WHAT YOU WILL DO:
Gather all lines from the material that contain "background".

MATERIAL FOR THIS TASK:
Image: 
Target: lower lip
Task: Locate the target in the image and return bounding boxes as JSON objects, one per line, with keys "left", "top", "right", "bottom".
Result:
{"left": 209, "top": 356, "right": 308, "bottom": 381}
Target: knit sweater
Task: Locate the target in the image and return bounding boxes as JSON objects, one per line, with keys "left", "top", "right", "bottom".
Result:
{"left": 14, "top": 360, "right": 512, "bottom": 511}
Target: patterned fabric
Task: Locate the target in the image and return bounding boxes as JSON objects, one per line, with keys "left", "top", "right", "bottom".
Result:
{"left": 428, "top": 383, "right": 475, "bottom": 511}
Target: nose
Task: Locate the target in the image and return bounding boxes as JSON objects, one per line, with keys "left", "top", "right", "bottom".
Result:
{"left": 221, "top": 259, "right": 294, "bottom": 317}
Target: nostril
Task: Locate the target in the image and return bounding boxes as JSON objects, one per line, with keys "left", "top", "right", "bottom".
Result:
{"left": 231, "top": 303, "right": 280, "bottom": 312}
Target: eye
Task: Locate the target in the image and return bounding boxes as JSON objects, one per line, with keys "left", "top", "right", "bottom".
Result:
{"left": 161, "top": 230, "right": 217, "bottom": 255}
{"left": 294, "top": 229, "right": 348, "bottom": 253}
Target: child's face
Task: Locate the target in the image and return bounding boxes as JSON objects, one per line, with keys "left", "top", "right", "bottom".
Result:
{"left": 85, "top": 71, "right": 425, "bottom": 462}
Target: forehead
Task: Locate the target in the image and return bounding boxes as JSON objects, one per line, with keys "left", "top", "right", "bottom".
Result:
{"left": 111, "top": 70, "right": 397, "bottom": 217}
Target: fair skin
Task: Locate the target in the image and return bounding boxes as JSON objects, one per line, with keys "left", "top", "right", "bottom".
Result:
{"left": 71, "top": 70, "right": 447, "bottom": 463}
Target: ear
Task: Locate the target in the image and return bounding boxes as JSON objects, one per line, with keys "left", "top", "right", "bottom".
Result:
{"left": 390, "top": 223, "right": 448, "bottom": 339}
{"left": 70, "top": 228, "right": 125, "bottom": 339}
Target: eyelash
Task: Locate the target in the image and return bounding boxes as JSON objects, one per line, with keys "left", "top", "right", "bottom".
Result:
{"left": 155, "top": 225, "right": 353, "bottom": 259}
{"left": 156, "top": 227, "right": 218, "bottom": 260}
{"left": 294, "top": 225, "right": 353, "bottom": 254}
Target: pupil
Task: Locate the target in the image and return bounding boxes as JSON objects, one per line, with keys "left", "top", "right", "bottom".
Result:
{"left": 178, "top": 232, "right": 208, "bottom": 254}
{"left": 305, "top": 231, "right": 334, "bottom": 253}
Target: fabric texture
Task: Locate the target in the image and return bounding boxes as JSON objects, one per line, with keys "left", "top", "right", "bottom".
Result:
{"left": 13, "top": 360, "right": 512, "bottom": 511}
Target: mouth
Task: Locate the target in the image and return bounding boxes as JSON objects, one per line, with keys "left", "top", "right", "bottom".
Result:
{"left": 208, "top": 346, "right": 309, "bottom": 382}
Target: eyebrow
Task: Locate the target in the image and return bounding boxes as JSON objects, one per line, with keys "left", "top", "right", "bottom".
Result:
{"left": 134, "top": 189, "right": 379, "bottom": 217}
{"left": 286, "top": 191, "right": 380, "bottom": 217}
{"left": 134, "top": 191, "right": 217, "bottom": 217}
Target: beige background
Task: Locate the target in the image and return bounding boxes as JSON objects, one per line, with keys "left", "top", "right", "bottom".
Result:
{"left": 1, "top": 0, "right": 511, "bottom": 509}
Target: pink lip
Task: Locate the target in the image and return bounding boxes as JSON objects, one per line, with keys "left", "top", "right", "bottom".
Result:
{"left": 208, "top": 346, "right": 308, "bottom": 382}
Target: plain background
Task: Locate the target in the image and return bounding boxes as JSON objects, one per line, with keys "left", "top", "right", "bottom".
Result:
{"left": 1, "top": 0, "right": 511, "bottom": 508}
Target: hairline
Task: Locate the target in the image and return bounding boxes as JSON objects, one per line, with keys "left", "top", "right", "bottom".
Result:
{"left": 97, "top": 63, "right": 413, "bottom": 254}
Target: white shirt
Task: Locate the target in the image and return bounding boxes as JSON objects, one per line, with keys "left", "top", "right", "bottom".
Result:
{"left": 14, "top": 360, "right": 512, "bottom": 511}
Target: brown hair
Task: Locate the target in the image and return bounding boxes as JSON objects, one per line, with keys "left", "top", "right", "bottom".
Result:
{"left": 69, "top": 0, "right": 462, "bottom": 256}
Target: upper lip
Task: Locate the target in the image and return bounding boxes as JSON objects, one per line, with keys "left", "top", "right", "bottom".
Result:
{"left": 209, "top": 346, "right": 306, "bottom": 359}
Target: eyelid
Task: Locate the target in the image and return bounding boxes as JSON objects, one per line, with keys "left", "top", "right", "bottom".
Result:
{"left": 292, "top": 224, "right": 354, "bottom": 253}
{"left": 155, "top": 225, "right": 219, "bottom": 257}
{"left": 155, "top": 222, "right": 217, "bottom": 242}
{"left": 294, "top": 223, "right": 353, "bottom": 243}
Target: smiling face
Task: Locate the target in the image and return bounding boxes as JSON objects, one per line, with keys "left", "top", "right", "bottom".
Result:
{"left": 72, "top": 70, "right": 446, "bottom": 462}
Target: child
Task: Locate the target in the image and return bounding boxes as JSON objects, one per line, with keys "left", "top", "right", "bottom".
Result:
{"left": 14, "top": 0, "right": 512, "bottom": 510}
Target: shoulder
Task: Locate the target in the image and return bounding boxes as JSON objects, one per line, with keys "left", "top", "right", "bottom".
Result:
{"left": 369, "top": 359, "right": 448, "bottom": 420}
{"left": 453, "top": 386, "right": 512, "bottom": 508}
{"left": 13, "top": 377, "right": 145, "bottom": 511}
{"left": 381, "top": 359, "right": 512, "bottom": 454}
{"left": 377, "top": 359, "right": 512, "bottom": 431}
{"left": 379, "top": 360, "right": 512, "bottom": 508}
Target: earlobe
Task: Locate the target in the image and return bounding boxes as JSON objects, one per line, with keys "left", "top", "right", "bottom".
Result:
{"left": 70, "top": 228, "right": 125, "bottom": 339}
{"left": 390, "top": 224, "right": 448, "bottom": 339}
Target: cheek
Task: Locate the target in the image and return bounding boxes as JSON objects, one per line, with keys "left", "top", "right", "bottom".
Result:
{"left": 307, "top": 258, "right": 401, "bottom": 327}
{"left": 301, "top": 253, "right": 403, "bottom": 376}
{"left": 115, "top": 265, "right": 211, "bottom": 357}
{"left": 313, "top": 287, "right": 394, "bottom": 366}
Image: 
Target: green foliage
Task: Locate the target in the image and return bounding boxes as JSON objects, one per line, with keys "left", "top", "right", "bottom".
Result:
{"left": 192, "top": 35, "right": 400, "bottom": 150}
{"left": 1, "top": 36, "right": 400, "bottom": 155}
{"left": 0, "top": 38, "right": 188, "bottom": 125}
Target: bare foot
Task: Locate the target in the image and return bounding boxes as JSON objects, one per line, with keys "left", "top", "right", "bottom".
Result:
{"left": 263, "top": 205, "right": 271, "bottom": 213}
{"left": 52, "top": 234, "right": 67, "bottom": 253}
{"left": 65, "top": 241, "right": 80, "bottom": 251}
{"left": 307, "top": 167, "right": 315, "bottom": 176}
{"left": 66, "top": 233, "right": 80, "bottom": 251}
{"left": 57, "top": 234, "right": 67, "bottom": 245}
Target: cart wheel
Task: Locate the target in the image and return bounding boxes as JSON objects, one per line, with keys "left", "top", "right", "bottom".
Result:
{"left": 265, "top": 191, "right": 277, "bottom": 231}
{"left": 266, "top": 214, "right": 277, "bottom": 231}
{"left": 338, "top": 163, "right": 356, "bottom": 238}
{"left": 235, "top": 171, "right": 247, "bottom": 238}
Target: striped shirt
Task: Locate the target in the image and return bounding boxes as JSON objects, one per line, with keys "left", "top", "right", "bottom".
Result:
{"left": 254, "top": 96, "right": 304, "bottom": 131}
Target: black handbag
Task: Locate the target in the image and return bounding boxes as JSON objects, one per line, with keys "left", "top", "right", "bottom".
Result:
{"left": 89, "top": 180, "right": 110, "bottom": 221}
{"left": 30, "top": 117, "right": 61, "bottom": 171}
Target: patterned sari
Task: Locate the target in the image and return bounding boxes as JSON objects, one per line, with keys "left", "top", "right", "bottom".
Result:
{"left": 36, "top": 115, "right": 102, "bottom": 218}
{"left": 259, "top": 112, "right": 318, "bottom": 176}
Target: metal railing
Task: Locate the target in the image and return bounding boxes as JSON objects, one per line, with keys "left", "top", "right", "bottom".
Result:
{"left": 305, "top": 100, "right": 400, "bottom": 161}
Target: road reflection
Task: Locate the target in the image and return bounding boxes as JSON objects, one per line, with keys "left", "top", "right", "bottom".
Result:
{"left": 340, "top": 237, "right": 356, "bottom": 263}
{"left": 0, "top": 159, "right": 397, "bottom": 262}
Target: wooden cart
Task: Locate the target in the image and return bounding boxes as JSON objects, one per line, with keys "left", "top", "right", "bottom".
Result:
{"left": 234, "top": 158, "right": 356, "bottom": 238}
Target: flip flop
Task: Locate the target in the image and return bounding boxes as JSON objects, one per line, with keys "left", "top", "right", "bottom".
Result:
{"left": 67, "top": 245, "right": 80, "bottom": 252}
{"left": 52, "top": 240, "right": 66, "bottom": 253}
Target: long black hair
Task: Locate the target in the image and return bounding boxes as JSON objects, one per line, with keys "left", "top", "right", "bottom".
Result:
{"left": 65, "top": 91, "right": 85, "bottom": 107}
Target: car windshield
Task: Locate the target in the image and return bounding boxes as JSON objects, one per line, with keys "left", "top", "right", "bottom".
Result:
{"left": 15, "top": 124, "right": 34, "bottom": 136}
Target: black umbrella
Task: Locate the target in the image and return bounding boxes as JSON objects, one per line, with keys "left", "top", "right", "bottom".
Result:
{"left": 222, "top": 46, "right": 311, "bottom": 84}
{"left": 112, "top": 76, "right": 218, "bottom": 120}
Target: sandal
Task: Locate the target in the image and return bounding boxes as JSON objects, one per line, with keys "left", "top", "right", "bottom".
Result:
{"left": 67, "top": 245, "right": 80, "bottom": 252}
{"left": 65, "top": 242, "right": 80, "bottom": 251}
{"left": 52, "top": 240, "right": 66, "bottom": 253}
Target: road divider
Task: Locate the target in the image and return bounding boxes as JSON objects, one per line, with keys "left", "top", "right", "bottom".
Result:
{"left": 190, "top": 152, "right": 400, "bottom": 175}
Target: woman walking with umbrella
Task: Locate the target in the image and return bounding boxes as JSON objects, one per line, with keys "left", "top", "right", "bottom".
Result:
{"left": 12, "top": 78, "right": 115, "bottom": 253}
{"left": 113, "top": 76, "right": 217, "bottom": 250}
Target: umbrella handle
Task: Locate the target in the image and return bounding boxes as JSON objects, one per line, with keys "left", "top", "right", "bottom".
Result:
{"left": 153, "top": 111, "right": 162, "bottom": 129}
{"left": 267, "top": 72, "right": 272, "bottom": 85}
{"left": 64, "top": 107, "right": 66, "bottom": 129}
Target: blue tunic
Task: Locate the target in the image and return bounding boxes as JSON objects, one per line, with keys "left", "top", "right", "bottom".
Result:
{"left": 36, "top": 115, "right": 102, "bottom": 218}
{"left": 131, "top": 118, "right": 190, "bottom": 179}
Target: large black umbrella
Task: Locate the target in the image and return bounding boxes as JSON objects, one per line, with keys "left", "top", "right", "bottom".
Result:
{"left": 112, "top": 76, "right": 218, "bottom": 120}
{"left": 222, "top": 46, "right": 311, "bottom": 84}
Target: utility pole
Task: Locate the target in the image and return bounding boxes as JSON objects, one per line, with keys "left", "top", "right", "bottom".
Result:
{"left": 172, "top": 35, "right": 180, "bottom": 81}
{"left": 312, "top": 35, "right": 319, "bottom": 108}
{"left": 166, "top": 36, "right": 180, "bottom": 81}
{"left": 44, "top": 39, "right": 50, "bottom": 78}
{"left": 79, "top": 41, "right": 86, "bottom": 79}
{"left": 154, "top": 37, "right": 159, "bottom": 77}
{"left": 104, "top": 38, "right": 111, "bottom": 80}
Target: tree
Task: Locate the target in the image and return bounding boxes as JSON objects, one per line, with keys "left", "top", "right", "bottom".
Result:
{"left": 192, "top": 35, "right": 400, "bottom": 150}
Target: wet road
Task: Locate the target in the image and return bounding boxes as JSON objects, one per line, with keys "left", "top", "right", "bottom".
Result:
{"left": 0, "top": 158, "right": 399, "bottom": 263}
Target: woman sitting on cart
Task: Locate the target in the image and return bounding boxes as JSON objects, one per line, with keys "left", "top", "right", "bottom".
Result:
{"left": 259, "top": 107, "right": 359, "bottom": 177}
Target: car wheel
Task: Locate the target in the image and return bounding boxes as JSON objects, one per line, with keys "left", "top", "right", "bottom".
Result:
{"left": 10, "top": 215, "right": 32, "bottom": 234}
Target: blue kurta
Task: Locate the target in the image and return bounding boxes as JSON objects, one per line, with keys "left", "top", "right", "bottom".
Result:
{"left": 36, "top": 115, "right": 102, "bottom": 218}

RESPONSE TO THIS TASK:
Target: beige background
Target: plain background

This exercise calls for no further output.